Excerpts from a point-labeling dataset:
>>>>
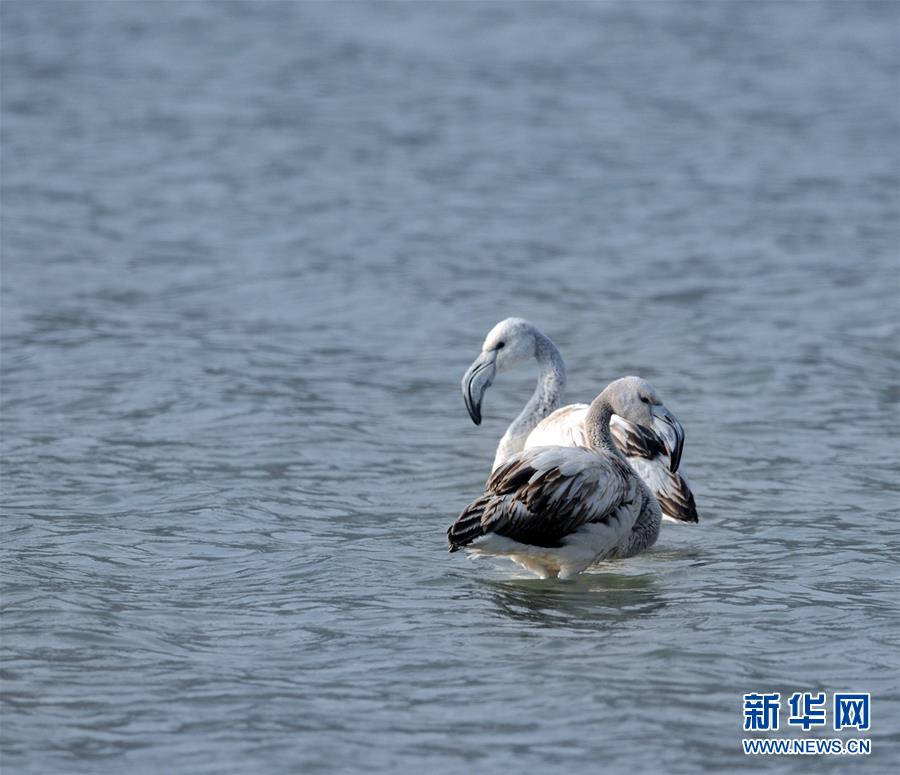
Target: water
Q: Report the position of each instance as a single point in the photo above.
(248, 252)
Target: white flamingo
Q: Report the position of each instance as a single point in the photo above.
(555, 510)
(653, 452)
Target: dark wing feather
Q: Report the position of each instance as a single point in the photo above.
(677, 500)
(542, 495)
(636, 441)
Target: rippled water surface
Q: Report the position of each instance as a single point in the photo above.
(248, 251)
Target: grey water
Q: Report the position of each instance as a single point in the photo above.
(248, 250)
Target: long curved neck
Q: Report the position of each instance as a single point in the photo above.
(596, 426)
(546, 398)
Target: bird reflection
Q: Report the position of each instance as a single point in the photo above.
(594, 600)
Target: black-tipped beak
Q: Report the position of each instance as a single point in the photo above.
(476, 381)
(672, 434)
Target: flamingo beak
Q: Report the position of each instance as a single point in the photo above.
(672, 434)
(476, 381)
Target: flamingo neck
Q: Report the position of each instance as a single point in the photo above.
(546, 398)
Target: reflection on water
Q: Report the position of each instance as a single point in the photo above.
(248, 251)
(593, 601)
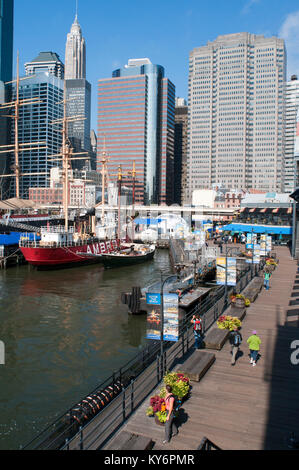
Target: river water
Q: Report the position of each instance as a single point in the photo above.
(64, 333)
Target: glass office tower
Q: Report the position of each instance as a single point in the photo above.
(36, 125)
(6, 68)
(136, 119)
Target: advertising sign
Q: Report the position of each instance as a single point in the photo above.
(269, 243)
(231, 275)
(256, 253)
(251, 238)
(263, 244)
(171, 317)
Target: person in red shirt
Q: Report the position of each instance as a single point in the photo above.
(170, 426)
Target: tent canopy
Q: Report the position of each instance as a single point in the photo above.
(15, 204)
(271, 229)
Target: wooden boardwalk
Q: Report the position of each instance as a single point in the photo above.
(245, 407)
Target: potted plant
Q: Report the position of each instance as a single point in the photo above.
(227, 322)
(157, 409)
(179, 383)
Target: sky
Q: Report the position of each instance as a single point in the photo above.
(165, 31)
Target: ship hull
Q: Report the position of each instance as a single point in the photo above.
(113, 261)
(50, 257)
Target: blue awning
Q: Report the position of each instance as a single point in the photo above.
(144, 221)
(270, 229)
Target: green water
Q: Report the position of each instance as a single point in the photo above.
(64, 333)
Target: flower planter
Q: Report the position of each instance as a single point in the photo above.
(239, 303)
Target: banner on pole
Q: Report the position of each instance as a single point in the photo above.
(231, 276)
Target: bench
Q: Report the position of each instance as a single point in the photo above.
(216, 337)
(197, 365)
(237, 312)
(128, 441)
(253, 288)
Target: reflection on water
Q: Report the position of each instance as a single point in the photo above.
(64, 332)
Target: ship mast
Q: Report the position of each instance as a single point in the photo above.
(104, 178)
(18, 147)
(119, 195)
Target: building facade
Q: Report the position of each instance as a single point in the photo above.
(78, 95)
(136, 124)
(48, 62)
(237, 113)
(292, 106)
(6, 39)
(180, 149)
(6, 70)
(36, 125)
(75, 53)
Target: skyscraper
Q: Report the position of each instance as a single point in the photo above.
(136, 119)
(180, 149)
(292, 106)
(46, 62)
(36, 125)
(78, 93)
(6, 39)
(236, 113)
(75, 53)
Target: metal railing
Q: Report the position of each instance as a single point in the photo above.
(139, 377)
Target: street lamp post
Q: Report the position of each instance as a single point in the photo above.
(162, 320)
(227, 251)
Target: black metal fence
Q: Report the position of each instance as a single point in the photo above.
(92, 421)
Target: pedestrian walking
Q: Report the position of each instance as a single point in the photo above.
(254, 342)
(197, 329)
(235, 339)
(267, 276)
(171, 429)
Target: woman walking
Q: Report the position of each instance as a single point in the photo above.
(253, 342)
<<<<
◆ WORK TO BE COMPLETED: Copy all of the data above verbatim, but leave out the pictures.

◆ OUTPUT OF THE EXERCISE:
Target: water
Q: Report the position of each instance as a single point in the photo above.
(248, 252)
Target: white flamingo
Q: Report the position of each instance as a single point in the photo above.
(555, 510)
(653, 452)
Target: dark wing feather
Q: Report the position of each instance as a single point in the photo above.
(677, 500)
(542, 495)
(636, 441)
Target: rippled water surface
Q: Report the position of each instance as a single point in the photo above.
(248, 251)
Target: grey water
Q: Report the position of each instance as a single point in the photo above.
(248, 250)
Target: long curved neck
Q: Report the position of each instance as a single point in the photo above.
(596, 426)
(546, 398)
Target: bird reflection
Q: Report the position of each instance as a single point in the photo above.
(594, 600)
Target: black-tipped beak
Q: Report the position of each instance as a single point in the photo above.
(476, 381)
(672, 434)
Target: flamingo beak
Q: Report the position of each instance as a single point in the photo above.
(672, 434)
(476, 381)
Target: flamingo neck
Q: Report the position of each instance as a single point in the photo above.
(546, 398)
Target: reflection on water
Q: Report the position of each instance as a single point in the photo above.
(248, 251)
(593, 601)
Target: river water
Q: Report the position of each instance as a single point in the photo above.
(64, 333)
Target: glass office tower
Q: Report the position of each instance as a single point in the photo above.
(36, 125)
(6, 68)
(136, 119)
Target: advertising sign
Q: Report the position of each instance as a single point in the photo above.
(269, 243)
(231, 275)
(256, 253)
(251, 238)
(263, 244)
(171, 317)
Target: person in red shirt
Q: Report the position of each instance as a single point in the photo above.
(170, 426)
Target: tent canopy
Q: Report the position of each instance as a single point in the photo above.
(15, 204)
(271, 229)
Target: wooden boardwalk
Q: Report the position of each instance as a single point in the photo above.
(245, 407)
Target: potted plant
Q: Report the position of each instance as a single point in the photo above.
(227, 322)
(157, 409)
(179, 383)
Target: sky
Q: Report the position of each instance as a single point in the photo above.
(165, 31)
Target: ship hull
Q: Report the position of each instance as a single point in the photo above.
(113, 261)
(50, 257)
Target: blue awning
Q: Report the position of each instance as a single point in the photo above.
(144, 221)
(270, 229)
Target: green water
Q: Report the position of each instance as a single point in the photo above.
(64, 333)
Target: flower planter
Q: Report the position of each instance as a single point in the photo above.
(239, 303)
Target: banner on pole
Q: Report the position of each instance as a single point in the photo above.
(231, 276)
Target: bench
Q: Report the position of each instance as a single point in the photo above.
(216, 337)
(197, 365)
(237, 312)
(128, 441)
(253, 288)
Target: reflection on water
Q: Report the position of each instance as a single point in the photo above.
(64, 332)
Target: ship mast
Q: Report the position of each instance as a single point in the photo above.
(104, 178)
(18, 147)
(119, 195)
Target: building facade
Q: Report the position of each instance as a single point in the photo above.
(78, 95)
(136, 124)
(48, 62)
(237, 113)
(292, 106)
(6, 39)
(180, 149)
(6, 70)
(36, 125)
(75, 53)
Target: skyscraper
Q: Report the position of each instance as a single point in the photo above.
(136, 119)
(180, 149)
(292, 106)
(46, 62)
(36, 125)
(78, 93)
(6, 39)
(236, 113)
(75, 53)
Target: metal railing
Q: Report the position of each instance as a single point in the photo above.
(139, 377)
Target: street lamp post
Q: Report the position of each instance as a single point in the photo above.
(162, 320)
(227, 251)
Target: black metal fence
Q: Report the position of each instance as a single point in the photo above.
(92, 421)
Target: pedestrian walking
Q: Report the position of each instance as a single point in the photo above.
(254, 342)
(197, 329)
(235, 339)
(267, 276)
(171, 429)
Target: woman walking
Q: Report the position of each instance as a single point in the photo above.
(253, 342)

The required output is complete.